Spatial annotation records
• • • • •
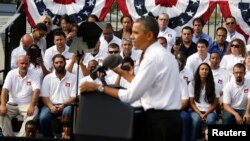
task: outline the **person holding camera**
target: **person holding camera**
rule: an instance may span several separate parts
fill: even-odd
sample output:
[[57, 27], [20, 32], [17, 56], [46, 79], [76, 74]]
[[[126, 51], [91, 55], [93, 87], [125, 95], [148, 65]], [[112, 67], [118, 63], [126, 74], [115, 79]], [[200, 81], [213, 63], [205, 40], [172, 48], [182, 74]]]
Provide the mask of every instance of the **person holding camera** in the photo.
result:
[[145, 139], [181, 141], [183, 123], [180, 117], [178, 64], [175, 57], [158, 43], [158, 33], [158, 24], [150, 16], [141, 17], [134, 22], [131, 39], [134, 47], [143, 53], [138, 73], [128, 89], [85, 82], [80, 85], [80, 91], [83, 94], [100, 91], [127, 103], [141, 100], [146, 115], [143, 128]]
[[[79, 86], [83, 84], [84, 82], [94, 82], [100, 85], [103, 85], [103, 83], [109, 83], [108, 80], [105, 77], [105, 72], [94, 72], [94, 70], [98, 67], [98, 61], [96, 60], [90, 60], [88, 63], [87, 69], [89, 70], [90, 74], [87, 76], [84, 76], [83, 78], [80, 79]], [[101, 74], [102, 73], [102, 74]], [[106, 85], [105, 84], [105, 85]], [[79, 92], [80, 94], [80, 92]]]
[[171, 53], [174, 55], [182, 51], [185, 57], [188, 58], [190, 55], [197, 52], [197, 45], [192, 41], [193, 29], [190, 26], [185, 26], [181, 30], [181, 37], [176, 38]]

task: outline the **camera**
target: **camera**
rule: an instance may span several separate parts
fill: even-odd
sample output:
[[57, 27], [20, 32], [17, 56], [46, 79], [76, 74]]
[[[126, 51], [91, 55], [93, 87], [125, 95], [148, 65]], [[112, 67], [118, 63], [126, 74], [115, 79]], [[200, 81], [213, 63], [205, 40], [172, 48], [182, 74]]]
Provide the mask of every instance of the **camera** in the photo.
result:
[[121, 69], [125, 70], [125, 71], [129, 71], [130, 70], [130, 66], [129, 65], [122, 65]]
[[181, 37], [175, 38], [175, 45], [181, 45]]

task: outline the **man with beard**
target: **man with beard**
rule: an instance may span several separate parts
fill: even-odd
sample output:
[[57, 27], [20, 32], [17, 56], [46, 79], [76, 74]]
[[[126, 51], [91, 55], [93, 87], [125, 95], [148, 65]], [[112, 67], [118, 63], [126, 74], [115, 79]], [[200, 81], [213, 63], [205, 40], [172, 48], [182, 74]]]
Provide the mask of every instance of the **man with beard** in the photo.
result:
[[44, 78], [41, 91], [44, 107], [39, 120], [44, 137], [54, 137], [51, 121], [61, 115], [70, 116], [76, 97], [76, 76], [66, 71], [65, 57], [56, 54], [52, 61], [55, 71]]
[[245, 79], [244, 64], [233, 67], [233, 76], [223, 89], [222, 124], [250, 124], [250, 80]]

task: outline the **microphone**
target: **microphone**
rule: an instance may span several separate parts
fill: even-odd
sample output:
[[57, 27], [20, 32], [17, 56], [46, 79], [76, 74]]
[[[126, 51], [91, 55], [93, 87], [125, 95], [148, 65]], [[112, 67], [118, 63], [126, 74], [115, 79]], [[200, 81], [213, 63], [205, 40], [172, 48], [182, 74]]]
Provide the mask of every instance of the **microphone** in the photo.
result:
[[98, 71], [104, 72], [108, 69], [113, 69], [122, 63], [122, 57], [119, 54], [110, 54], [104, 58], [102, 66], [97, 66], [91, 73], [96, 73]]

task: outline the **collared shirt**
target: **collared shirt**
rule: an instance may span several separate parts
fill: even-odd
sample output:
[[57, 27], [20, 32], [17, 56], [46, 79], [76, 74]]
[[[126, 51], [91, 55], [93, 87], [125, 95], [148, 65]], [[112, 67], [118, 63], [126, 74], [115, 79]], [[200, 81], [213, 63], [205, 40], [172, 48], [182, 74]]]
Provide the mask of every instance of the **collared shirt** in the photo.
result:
• • • • •
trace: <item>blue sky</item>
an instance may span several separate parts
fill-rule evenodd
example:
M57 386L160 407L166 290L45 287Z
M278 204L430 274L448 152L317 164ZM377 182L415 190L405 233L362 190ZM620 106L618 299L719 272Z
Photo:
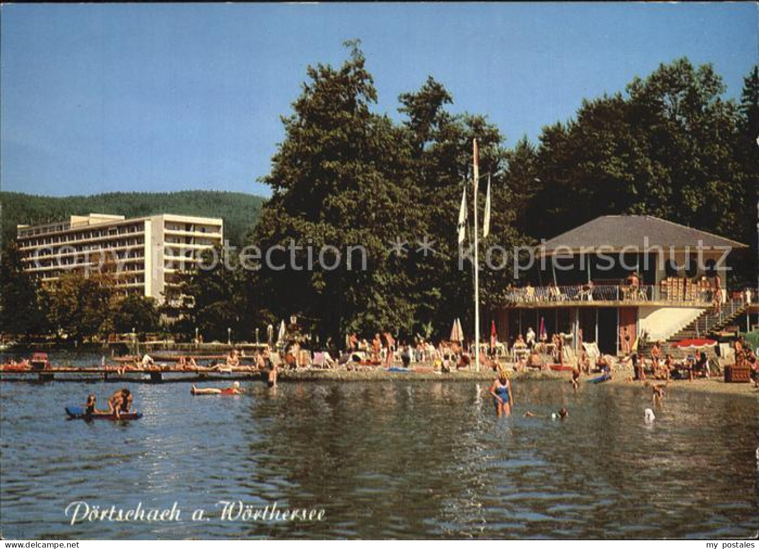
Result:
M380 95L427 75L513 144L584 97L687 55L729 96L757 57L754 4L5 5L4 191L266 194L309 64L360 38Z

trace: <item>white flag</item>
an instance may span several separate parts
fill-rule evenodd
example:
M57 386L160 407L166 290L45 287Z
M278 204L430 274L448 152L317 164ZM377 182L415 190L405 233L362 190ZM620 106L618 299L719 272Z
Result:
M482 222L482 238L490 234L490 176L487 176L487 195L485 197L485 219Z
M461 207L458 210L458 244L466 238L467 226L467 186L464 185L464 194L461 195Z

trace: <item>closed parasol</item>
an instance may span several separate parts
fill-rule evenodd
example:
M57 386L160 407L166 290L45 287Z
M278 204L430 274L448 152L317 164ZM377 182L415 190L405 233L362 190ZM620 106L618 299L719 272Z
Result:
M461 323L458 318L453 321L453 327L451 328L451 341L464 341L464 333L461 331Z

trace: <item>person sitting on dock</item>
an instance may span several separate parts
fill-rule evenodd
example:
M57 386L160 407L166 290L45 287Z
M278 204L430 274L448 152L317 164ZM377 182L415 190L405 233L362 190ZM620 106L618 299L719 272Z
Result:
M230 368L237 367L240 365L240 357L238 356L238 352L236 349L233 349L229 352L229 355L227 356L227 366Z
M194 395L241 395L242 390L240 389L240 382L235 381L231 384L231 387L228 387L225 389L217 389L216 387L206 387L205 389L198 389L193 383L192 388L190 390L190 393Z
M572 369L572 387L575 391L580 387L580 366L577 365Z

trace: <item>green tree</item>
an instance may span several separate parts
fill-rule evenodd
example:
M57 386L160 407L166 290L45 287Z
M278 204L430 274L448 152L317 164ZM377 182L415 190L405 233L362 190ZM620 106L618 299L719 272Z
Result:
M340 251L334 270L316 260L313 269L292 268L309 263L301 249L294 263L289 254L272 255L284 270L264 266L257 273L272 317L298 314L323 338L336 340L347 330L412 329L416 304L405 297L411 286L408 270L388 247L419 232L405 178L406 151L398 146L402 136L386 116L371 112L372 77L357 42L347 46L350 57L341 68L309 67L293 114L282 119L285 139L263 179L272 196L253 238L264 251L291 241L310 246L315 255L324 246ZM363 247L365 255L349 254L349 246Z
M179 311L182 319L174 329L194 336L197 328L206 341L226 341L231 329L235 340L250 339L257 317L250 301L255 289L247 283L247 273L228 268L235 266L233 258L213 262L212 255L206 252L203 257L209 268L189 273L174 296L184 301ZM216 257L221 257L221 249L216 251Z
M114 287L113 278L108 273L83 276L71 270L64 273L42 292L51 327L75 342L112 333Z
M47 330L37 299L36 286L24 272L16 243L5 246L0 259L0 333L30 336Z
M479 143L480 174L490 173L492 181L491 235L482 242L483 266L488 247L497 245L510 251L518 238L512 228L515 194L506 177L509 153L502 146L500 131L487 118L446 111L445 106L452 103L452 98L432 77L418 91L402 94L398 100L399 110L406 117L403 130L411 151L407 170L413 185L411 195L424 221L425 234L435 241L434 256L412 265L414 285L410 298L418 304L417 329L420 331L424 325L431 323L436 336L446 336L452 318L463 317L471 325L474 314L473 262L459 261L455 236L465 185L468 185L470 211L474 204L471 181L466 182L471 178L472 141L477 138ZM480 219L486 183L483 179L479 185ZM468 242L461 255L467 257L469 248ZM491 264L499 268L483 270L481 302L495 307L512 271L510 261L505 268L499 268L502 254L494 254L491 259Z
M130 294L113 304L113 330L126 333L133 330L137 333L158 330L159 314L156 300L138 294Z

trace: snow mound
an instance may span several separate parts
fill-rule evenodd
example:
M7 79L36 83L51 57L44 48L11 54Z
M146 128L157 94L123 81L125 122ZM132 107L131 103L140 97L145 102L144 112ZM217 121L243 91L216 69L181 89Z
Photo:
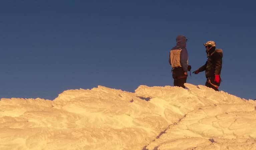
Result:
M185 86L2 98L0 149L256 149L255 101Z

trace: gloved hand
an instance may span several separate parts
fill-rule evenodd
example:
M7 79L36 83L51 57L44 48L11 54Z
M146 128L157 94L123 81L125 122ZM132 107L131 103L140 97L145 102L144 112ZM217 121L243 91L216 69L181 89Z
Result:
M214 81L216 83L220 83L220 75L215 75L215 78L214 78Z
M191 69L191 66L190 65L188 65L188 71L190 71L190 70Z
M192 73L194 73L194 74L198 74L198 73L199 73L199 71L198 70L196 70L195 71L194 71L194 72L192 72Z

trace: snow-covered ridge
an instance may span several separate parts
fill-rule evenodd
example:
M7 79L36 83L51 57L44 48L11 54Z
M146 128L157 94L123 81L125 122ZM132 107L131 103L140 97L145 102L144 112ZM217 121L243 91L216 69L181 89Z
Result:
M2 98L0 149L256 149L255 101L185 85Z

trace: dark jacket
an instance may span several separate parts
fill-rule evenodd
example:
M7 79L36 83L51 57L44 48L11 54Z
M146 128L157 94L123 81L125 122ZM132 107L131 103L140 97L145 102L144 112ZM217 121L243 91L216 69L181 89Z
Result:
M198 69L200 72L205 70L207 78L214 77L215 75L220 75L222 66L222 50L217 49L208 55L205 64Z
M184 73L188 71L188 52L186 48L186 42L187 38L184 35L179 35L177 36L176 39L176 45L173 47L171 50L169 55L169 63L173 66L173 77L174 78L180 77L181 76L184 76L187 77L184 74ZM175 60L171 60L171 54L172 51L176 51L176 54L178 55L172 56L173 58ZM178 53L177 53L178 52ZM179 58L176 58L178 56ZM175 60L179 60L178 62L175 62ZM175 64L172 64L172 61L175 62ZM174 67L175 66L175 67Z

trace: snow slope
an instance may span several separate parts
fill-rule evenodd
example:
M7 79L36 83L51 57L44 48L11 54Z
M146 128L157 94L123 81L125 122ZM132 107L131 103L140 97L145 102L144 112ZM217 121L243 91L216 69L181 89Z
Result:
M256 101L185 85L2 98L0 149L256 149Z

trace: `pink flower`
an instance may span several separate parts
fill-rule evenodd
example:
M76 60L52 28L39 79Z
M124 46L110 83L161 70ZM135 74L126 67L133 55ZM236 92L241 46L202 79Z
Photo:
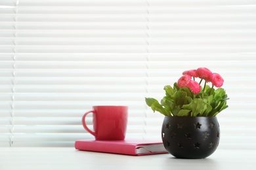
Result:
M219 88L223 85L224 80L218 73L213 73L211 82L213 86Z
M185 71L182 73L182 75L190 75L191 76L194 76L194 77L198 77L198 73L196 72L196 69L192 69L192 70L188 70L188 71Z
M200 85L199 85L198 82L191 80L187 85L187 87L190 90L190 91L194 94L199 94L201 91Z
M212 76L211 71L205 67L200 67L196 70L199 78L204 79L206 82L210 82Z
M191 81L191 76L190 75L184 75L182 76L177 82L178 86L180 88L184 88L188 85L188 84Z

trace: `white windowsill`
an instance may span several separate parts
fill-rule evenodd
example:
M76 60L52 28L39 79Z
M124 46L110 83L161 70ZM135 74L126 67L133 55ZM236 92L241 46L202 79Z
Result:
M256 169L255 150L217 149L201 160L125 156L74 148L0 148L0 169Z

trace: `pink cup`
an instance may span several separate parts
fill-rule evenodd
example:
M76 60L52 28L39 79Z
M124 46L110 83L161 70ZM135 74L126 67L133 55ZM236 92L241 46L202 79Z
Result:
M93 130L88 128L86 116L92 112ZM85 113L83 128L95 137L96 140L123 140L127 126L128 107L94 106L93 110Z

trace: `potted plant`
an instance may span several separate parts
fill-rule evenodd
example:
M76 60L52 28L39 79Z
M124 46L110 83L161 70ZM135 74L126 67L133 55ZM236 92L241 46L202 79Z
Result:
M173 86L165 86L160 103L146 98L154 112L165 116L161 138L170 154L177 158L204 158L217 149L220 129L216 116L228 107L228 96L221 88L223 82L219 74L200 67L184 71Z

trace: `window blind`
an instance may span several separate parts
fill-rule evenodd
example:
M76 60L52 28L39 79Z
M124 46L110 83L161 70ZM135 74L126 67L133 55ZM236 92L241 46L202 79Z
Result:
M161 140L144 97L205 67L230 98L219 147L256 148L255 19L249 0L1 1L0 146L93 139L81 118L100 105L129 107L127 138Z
• • • • •
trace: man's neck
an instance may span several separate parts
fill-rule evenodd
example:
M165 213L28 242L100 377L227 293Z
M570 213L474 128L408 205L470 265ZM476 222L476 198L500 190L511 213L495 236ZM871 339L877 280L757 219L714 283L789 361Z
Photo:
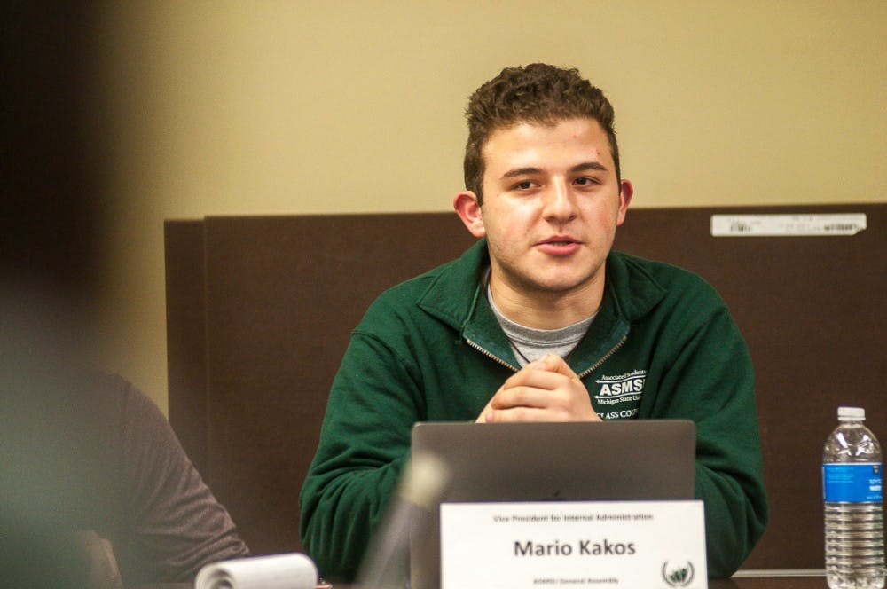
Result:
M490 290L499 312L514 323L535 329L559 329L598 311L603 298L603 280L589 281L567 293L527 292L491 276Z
• • • • •
--- DESCRIPTION OF THE TASK ---
Please copy out the data above, without any change, from the line containing "task: outline the **person holding camera**" to the line containing "115], [143, 128]]", including both of those lines.

--- WRITTEN SOLUTION ---
task: outline the **person holding camera**
target: **person holding camera**
rule: an instance may span several separate parts
fill: even-odd
sample output:
[[57, 27], [20, 32], [17, 56], [46, 79], [76, 74]]
[[[126, 51], [91, 55], [93, 87], [125, 95], [148, 65]], [[112, 67], [118, 63], [126, 74], [115, 79]], [[200, 81], [213, 63], [205, 40], [172, 48], [182, 74]]]
Provide the mask of every instance of the **person holding camera** in the photo.
result:
[[145, 139], [181, 141], [183, 123], [180, 117], [178, 64], [175, 57], [158, 43], [158, 33], [158, 24], [150, 16], [141, 17], [134, 22], [131, 39], [134, 47], [143, 53], [138, 73], [128, 89], [85, 82], [80, 85], [80, 91], [83, 94], [100, 91], [127, 103], [141, 100], [146, 115], [143, 128]]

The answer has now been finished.